● Task directions
Copy every line from the records below that carries the word "water".

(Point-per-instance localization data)
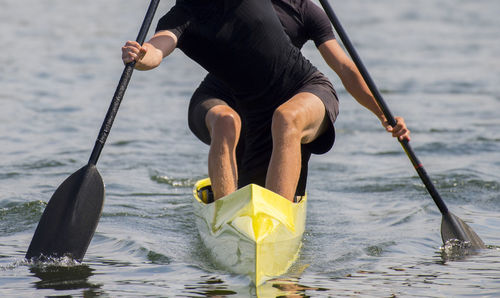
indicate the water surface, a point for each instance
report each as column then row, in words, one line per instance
column 372, row 229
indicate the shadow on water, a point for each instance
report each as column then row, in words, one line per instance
column 59, row 275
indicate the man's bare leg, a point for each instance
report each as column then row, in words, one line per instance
column 224, row 125
column 298, row 121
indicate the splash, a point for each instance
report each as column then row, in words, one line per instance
column 455, row 249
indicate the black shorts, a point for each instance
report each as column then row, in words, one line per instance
column 255, row 145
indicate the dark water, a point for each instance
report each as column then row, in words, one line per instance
column 372, row 230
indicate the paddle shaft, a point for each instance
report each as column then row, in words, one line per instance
column 120, row 89
column 385, row 109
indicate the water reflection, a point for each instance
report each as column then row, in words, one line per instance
column 210, row 287
column 59, row 277
column 289, row 288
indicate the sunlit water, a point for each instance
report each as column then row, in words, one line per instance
column 372, row 229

● Written response
indicate the water surface, a point for each instance
indicate the shadow on water, a point for each instance
indicate the dark water, a point for each instance
indicate the water reflection, a point for each instance
indicate the sunlit water, a point for each instance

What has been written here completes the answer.